* _Exercise description_
Give only the number of lines in the records below that contain the string "blue".

* _Supplied records_
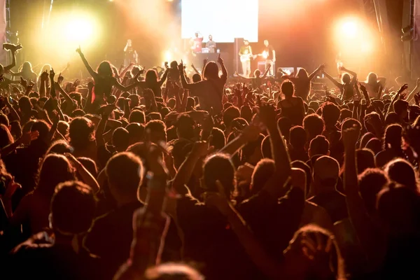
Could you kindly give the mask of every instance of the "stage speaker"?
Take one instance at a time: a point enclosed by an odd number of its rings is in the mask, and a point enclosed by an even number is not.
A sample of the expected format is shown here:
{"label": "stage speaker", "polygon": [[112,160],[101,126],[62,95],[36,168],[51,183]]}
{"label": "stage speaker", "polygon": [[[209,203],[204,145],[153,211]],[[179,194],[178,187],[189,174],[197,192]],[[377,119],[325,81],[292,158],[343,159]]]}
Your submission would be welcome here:
{"label": "stage speaker", "polygon": [[238,73],[244,73],[242,72],[242,65],[241,64],[241,61],[239,60],[239,56],[238,55],[242,45],[244,45],[244,38],[234,38],[233,43],[233,69]]}

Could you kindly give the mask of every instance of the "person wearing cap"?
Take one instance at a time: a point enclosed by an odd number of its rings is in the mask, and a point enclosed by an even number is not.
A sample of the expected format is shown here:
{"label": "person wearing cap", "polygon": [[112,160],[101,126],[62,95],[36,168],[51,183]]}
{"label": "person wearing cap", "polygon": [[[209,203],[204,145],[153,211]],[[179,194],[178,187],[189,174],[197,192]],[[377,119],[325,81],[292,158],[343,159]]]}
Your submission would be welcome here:
{"label": "person wearing cap", "polygon": [[328,155],[318,158],[312,168],[312,192],[314,197],[308,200],[323,207],[330,214],[332,223],[348,217],[346,197],[337,191],[340,164]]}

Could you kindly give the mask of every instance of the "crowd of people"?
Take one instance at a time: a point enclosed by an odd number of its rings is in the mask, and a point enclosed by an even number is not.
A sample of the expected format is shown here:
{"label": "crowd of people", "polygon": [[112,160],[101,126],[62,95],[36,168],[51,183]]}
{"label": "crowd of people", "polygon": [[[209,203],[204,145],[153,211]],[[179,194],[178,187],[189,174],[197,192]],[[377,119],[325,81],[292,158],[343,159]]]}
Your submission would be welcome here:
{"label": "crowd of people", "polygon": [[14,72],[20,48],[0,66],[1,279],[419,276],[420,79],[94,70],[79,48],[70,80]]}

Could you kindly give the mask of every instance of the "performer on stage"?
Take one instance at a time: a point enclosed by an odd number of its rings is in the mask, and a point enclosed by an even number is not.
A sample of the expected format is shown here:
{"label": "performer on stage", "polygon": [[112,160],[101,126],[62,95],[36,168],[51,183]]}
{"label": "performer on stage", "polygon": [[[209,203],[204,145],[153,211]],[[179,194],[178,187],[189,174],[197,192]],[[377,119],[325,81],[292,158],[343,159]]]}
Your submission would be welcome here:
{"label": "performer on stage", "polygon": [[273,46],[268,43],[268,40],[264,40],[263,56],[265,58],[265,69],[270,68],[269,76],[274,76],[274,62],[276,62],[276,51]]}
{"label": "performer on stage", "polygon": [[202,44],[203,42],[203,36],[200,32],[195,32],[195,37],[191,39],[192,46],[191,50],[192,50],[193,53],[200,53],[202,52]]}
{"label": "performer on stage", "polygon": [[209,35],[209,41],[206,43],[206,48],[209,49],[209,52],[216,52],[216,42],[213,41],[213,36]]}
{"label": "performer on stage", "polygon": [[125,47],[124,47],[124,65],[127,66],[130,63],[137,64],[137,52],[133,48],[131,39],[127,40]]}
{"label": "performer on stage", "polygon": [[251,74],[251,57],[253,57],[252,48],[248,40],[244,40],[244,46],[241,47],[239,56],[242,63],[242,74],[248,78]]}

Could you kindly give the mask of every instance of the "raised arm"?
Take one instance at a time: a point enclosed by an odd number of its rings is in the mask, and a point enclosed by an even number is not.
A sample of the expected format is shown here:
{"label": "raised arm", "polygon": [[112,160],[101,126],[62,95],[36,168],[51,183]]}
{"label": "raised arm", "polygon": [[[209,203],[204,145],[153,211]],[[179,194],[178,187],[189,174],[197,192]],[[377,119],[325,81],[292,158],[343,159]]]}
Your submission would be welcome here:
{"label": "raised arm", "polygon": [[93,71],[93,69],[89,64],[89,62],[88,62],[88,60],[86,60],[86,58],[85,58],[85,55],[83,55],[83,53],[82,52],[80,47],[78,47],[78,48],[76,50],[76,51],[80,56],[80,58],[82,59],[82,61],[83,62],[83,64],[85,64],[85,66],[86,67],[86,69],[88,69],[88,71],[90,74],[90,76],[92,76],[92,77],[94,79],[97,76],[98,74]]}
{"label": "raised arm", "polygon": [[330,74],[328,74],[325,71],[323,73],[326,76],[326,77],[327,77],[327,78],[328,80],[330,80],[334,84],[334,85],[335,85],[337,88],[340,88],[340,90],[343,90],[343,85],[342,83],[335,80],[335,79],[334,78],[332,78]]}
{"label": "raised arm", "polygon": [[323,71],[325,67],[324,64],[319,65],[319,67],[316,69],[315,71],[309,75],[309,80],[312,80],[312,79],[315,78],[315,76],[316,76],[316,74],[320,71]]}

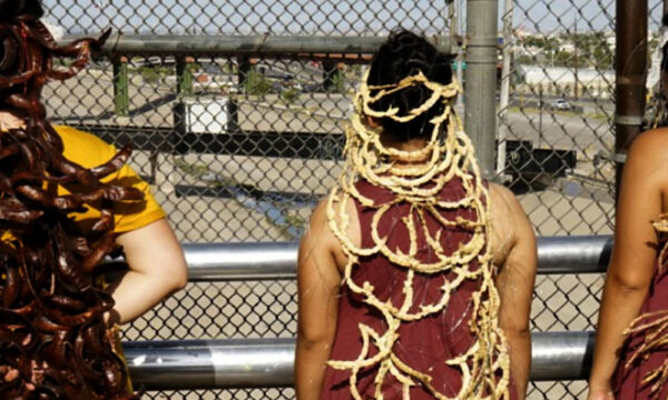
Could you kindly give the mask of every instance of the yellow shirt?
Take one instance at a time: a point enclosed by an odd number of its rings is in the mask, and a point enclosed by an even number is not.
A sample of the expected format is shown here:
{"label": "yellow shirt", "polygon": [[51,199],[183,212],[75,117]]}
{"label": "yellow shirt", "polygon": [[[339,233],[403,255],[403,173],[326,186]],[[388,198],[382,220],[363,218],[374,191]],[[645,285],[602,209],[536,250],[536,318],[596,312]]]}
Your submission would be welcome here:
{"label": "yellow shirt", "polygon": [[[116,148],[98,137],[79,131],[70,127],[53,127],[60,136],[63,143],[63,156],[84,168],[95,168],[109,161],[116,154]],[[150,193],[150,187],[128,166],[121,167],[118,171],[101,179],[105,183],[112,183],[122,187],[132,187],[144,192],[141,201],[117,201],[114,202],[114,219],[116,233],[132,231],[146,227],[161,218],[165,218],[165,211],[157,203]],[[67,187],[50,184],[46,186],[50,192],[57,192],[58,196],[70,193]],[[92,223],[100,217],[100,204],[86,204],[85,212],[72,212],[70,217],[86,230],[92,227]],[[9,242],[12,237],[10,232],[4,231],[1,234],[0,242]]]}

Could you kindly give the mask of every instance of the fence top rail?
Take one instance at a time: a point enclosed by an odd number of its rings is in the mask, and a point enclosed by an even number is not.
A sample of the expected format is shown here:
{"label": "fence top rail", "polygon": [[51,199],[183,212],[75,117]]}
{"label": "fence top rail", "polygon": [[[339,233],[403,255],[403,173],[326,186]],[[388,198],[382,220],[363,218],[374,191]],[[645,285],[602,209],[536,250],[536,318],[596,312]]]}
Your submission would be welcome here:
{"label": "fence top rail", "polygon": [[[296,278],[296,242],[186,243],[190,281],[292,280]],[[538,238],[538,273],[605,272],[610,236]]]}
{"label": "fence top rail", "polygon": [[[66,36],[60,43],[96,33]],[[234,34],[114,34],[102,50],[109,53],[139,54],[371,54],[385,41],[386,37],[343,37],[343,36],[234,36]],[[456,39],[449,36],[428,38],[441,51],[456,53]]]}
{"label": "fence top rail", "polygon": [[[593,332],[533,332],[533,381],[587,379]],[[294,338],[125,342],[135,383],[149,390],[294,384]]]}

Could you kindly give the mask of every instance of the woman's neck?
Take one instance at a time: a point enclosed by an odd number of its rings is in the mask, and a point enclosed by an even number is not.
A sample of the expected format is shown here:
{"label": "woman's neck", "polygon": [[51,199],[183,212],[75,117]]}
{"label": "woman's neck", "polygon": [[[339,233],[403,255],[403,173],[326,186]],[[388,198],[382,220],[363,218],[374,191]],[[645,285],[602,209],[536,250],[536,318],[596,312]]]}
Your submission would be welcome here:
{"label": "woman's neck", "polygon": [[[423,138],[411,139],[407,141],[397,141],[392,138],[381,137],[381,143],[386,148],[392,148],[392,149],[407,151],[407,152],[413,152],[413,151],[416,152],[416,151],[424,149],[428,144],[428,141],[426,141],[426,139],[423,139]],[[406,157],[401,157],[401,156],[393,158],[393,160],[395,161],[397,167],[403,166],[403,164],[405,164],[406,167],[415,167],[419,164],[423,164],[424,162],[426,162],[428,159],[429,159],[429,154],[422,156],[420,158],[415,158],[415,157],[406,158]]]}

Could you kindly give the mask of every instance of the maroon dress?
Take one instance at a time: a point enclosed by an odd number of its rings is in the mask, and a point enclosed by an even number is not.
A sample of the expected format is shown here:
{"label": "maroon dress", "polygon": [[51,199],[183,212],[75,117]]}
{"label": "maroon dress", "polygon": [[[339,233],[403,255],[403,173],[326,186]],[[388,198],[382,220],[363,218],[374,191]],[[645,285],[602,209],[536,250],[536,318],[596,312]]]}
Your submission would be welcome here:
{"label": "maroon dress", "polygon": [[[665,237],[661,238],[661,246],[667,244],[666,239],[667,238]],[[664,268],[666,268],[666,261],[667,260],[662,261]],[[655,276],[640,314],[668,310],[668,273],[666,273],[666,271],[659,273],[658,267],[659,259],[657,258]],[[651,317],[644,322],[650,322],[657,318],[658,317]],[[636,349],[642,343],[644,339],[645,332],[631,334],[622,348],[617,370],[612,377],[612,389],[616,399],[668,399],[668,386],[664,386],[651,394],[651,387],[654,383],[642,383],[644,378],[649,372],[657,370],[661,364],[668,362],[668,347],[654,350],[647,354],[647,358],[641,357],[640,360],[637,360],[628,367],[626,366],[627,361],[633,356]]]}
{"label": "maroon dress", "polygon": [[[369,182],[362,181],[356,184],[360,193],[374,201],[375,206],[387,203],[394,200],[394,194],[387,189],[375,187]],[[441,191],[442,200],[459,200],[464,197],[462,184],[458,180],[446,183]],[[375,208],[365,208],[356,202],[357,216],[360,219],[362,233],[362,248],[372,248],[374,246],[371,238],[372,218],[376,211]],[[401,249],[404,252],[409,250],[409,232],[402,219],[414,212],[410,203],[400,203],[393,207],[379,223],[381,238],[387,237],[390,249]],[[426,213],[425,213],[426,214]],[[468,219],[475,218],[470,209],[458,209],[442,212],[442,216],[449,220],[455,217]],[[421,231],[420,219],[414,214],[416,227],[419,254],[418,258],[424,262],[434,262],[433,250],[425,243],[424,234]],[[445,253],[454,252],[461,243],[465,243],[472,237],[470,231],[461,228],[446,228],[438,223],[433,217],[426,219],[428,228],[433,236],[438,230],[442,230],[441,244]],[[478,264],[472,266],[475,270]],[[360,264],[355,266],[351,274],[354,282],[361,286],[364,281],[373,284],[374,294],[381,300],[391,300],[395,307],[400,307],[404,300],[403,284],[406,278],[406,269],[394,266],[384,256],[375,254],[362,258]],[[452,272],[439,272],[432,274],[415,273],[413,280],[414,303],[410,309],[412,312],[419,311],[421,304],[433,304],[441,299],[441,287],[448,280],[454,277]],[[399,339],[392,349],[393,353],[406,366],[426,373],[431,377],[432,386],[439,392],[454,397],[460,390],[461,372],[459,369],[445,364],[445,361],[458,357],[469,350],[474,342],[469,327],[472,314],[471,296],[480,289],[480,280],[466,280],[452,292],[448,306],[443,311],[431,314],[413,322],[403,322],[399,328]],[[336,327],[336,337],[332,349],[331,360],[350,361],[355,360],[362,349],[362,336],[358,326],[363,323],[371,327],[382,336],[387,327],[381,312],[374,307],[362,301],[362,296],[354,293],[346,284],[342,284],[341,297],[338,301],[338,319]],[[372,342],[373,343],[373,342]],[[370,346],[367,357],[377,353],[375,346]],[[357,390],[363,399],[373,399],[375,393],[374,379],[379,366],[362,369],[357,373]],[[351,370],[337,370],[332,367],[326,368],[321,399],[352,399],[348,378]],[[414,379],[415,380],[415,379]],[[415,380],[419,382],[418,380]],[[511,388],[511,392],[513,389]],[[382,386],[382,392],[385,400],[402,399],[402,383],[394,377],[387,374]],[[412,400],[433,399],[434,396],[422,384],[411,387],[410,396]],[[511,398],[517,398],[511,393]]]}

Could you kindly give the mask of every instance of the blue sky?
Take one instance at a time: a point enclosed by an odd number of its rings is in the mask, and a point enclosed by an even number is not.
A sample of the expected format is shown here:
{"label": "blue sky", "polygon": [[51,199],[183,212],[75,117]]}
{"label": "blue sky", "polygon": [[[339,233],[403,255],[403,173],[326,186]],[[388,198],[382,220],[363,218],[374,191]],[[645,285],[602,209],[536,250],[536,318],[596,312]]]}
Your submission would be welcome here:
{"label": "blue sky", "polygon": [[[504,0],[500,0],[500,11]],[[111,26],[126,33],[386,32],[445,29],[444,0],[45,0],[50,20],[72,32]],[[528,31],[611,27],[615,0],[514,0],[513,24]],[[661,0],[650,0],[658,20]],[[267,6],[269,4],[269,6]],[[177,27],[177,28],[175,28]]]}

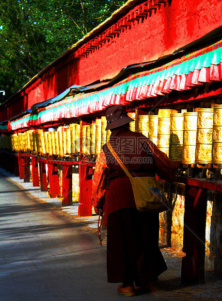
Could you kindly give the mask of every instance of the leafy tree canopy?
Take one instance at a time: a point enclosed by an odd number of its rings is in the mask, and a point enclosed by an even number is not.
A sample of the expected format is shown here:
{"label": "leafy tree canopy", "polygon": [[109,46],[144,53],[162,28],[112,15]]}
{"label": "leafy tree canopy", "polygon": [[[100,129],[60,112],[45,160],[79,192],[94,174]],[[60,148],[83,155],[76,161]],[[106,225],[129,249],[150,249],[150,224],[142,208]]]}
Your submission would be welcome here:
{"label": "leafy tree canopy", "polygon": [[1,0],[0,102],[126,0]]}

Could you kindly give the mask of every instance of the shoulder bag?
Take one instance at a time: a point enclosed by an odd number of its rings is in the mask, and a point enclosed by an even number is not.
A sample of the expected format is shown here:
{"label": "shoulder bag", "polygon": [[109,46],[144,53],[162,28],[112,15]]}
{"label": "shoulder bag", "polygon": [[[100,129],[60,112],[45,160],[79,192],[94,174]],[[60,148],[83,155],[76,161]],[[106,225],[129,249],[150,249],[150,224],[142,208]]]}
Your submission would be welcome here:
{"label": "shoulder bag", "polygon": [[132,177],[112,148],[110,142],[107,146],[121,167],[129,178],[137,210],[141,212],[160,213],[169,209],[167,200],[161,193],[160,185],[155,177]]}

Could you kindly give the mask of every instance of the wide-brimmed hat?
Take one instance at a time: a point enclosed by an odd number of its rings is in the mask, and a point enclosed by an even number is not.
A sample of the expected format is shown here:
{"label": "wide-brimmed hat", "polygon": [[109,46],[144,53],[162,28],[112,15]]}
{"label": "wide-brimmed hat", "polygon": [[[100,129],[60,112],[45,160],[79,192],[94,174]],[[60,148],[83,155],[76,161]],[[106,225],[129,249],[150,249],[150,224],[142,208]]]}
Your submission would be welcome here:
{"label": "wide-brimmed hat", "polygon": [[126,106],[122,104],[109,108],[106,112],[106,118],[107,120],[106,130],[118,128],[134,121],[128,116]]}

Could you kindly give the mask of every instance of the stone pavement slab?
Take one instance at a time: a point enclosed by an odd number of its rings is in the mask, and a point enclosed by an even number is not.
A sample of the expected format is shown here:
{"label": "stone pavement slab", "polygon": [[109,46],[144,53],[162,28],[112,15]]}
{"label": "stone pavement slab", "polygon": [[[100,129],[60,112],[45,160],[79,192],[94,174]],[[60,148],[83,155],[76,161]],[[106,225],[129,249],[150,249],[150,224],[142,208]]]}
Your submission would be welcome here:
{"label": "stone pavement slab", "polygon": [[[0,301],[123,301],[107,282],[106,231],[99,244],[96,216],[78,216],[78,204],[61,207],[32,183],[0,169]],[[182,285],[182,256],[162,249],[168,270],[130,300],[219,300],[221,278]]]}

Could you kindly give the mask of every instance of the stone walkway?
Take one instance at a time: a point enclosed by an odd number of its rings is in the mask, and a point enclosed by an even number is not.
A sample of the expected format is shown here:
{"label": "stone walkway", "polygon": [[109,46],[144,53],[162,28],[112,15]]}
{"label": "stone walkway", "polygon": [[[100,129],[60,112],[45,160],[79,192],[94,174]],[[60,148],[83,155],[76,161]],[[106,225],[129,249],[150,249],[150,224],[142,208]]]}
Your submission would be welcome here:
{"label": "stone walkway", "polygon": [[[106,232],[101,246],[97,217],[78,217],[78,204],[62,208],[61,200],[0,172],[0,301],[127,299],[107,282]],[[205,284],[181,285],[181,254],[162,251],[168,270],[130,300],[222,300],[219,276],[208,271]]]}

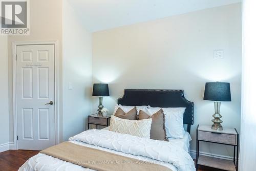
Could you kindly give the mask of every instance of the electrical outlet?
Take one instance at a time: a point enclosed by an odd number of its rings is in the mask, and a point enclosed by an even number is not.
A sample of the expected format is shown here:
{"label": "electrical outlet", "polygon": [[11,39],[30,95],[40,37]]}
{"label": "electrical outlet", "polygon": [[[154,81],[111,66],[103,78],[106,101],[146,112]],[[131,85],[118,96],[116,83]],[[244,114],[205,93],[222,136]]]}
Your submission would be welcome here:
{"label": "electrical outlet", "polygon": [[69,90],[73,90],[72,83],[70,82],[69,82]]}
{"label": "electrical outlet", "polygon": [[214,57],[215,59],[222,59],[223,58],[223,50],[215,50],[214,53]]}

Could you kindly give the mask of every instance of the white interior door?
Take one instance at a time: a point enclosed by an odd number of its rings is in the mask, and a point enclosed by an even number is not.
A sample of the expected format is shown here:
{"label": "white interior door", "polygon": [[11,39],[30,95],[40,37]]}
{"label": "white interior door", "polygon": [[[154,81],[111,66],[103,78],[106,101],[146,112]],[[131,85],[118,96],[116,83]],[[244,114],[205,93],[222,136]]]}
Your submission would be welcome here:
{"label": "white interior door", "polygon": [[55,145],[54,51],[53,45],[17,46],[18,149]]}

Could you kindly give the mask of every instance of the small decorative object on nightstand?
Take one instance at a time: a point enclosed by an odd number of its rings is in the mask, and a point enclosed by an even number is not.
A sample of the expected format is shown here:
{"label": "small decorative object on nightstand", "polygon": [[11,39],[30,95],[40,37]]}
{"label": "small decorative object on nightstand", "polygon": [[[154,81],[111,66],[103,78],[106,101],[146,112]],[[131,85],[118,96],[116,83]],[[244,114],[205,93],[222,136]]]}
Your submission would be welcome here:
{"label": "small decorative object on nightstand", "polygon": [[[239,134],[236,129],[224,128],[222,131],[216,131],[212,130],[210,125],[198,125],[197,129],[197,170],[198,165],[201,165],[225,170],[237,171],[238,140]],[[199,155],[200,141],[233,146],[233,161]]]}
{"label": "small decorative object on nightstand", "polygon": [[88,116],[87,119],[88,130],[90,124],[96,125],[96,129],[98,129],[98,125],[109,126],[110,123],[111,116],[111,115],[108,115],[106,117],[103,117],[99,116],[98,114]]}
{"label": "small decorative object on nightstand", "polygon": [[94,83],[93,88],[93,96],[98,96],[99,105],[98,106],[98,115],[102,116],[101,110],[104,107],[102,105],[103,96],[109,96],[109,84],[103,83]]}

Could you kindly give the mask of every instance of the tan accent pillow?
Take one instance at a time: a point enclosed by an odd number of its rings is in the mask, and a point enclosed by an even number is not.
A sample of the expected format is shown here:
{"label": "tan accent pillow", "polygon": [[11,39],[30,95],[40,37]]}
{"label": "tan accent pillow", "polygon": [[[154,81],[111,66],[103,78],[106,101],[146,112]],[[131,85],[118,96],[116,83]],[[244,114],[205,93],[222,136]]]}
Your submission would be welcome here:
{"label": "tan accent pillow", "polygon": [[150,139],[168,141],[164,126],[164,115],[163,110],[160,109],[152,115],[147,114],[142,110],[140,111],[139,120],[148,118],[152,119],[150,130]]}
{"label": "tan accent pillow", "polygon": [[118,108],[115,114],[115,116],[124,119],[137,120],[136,108],[134,107],[127,113],[125,113],[121,108]]}
{"label": "tan accent pillow", "polygon": [[110,119],[109,130],[149,139],[152,122],[151,118],[141,120],[128,120],[112,115]]}

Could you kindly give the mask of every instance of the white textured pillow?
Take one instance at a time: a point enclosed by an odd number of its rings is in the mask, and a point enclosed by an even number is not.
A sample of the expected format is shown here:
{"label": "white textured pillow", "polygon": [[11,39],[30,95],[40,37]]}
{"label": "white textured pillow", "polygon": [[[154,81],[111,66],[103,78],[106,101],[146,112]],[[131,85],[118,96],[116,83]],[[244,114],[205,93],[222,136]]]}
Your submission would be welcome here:
{"label": "white textured pillow", "polygon": [[183,138],[183,115],[186,108],[151,108],[154,111],[163,110],[165,116],[165,130],[167,137]]}
{"label": "white textured pillow", "polygon": [[152,119],[127,120],[111,116],[110,131],[118,133],[130,134],[139,137],[150,138]]}
{"label": "white textured pillow", "polygon": [[[116,111],[119,108],[120,108],[125,113],[128,113],[130,111],[133,109],[134,107],[134,106],[130,106],[130,105],[122,105],[121,104],[117,104],[116,103],[115,105],[115,109],[114,109],[114,112],[113,115],[115,115]],[[142,110],[144,108],[150,108],[150,105],[140,105],[140,106],[136,106],[136,114],[137,115],[139,115],[139,112],[140,110]]]}

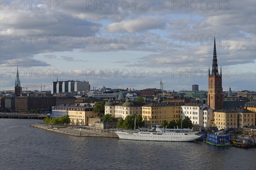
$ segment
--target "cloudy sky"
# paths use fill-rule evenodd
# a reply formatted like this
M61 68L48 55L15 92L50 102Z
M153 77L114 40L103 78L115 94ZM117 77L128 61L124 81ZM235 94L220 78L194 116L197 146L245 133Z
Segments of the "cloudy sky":
M18 63L22 87L206 90L215 36L223 90L256 91L256 2L1 1L0 90Z

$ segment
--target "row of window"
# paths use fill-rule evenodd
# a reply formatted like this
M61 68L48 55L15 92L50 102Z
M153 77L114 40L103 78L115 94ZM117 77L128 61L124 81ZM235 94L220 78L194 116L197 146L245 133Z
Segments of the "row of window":
M157 120L157 121L152 121L152 123L161 123L162 122L163 122L163 121L164 121L163 120L163 121ZM151 121L150 121L150 120L149 121L146 120L146 121L145 121L145 123L151 123ZM178 120L176 120L176 122L178 122Z
M170 117L170 116L164 116L164 117L163 117L163 116L162 118L178 118L180 117L180 115L174 115L174 117ZM151 119L151 116L143 116L143 118L144 119ZM161 118L161 116L157 116L157 118ZM154 116L152 116L152 119L157 119L157 116L154 116Z

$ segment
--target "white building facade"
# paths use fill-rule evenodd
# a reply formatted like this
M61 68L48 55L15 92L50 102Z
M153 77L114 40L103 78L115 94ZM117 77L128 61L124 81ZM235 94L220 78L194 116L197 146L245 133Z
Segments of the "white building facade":
M193 125L199 126L201 128L205 128L207 125L209 125L209 123L207 121L206 121L207 123L204 123L206 122L205 119L206 120L208 120L208 111L205 111L205 112L204 111L206 108L209 108L209 106L204 103L186 103L181 106L180 117L183 119L185 116L188 116ZM204 115L204 113L206 113L207 115ZM211 115L212 118L212 111ZM209 113L209 119L210 121L211 119L209 116L210 113Z

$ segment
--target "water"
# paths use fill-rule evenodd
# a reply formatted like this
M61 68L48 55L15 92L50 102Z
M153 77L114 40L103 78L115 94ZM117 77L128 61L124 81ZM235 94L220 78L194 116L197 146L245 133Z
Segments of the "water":
M256 148L79 137L0 119L0 170L256 170Z

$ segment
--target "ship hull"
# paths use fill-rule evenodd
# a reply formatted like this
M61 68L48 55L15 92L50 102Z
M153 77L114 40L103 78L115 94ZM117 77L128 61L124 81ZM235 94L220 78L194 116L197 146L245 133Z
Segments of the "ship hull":
M192 142L200 138L200 136L195 133L153 133L141 132L116 131L116 134L121 139L170 141Z

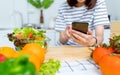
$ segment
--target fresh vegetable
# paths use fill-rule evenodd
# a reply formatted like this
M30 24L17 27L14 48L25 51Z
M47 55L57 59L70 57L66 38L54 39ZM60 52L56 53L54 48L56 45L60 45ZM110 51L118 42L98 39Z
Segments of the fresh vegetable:
M29 55L9 58L0 63L0 75L36 75L33 63L28 61Z
M99 62L104 75L120 75L120 56L118 54L107 54Z
M39 43L44 47L46 39L45 33L45 30L37 30L34 28L15 28L13 33L8 34L8 38L14 42L16 49L19 51L26 43Z
M55 75L60 68L60 61L50 59L48 62L44 62L38 75Z
M93 60L104 75L120 75L120 35L112 36L107 48L103 46L95 48Z
M0 54L0 63L5 61L7 59L6 56L4 56L3 54Z
M6 56L7 58L13 58L16 51L9 46L3 46L0 47L0 53Z
M102 57L112 52L113 52L112 48L105 48L100 46L95 48L95 50L92 53L92 58L98 64Z
M39 71L40 65L44 62L45 59L45 50L37 43L28 43L26 44L21 51L17 52L16 57L22 54L29 54L29 61L32 62L36 70Z

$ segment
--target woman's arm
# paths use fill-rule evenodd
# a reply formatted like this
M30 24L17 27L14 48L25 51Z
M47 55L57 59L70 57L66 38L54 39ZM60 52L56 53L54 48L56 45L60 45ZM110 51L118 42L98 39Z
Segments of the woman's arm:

* _Expected output_
4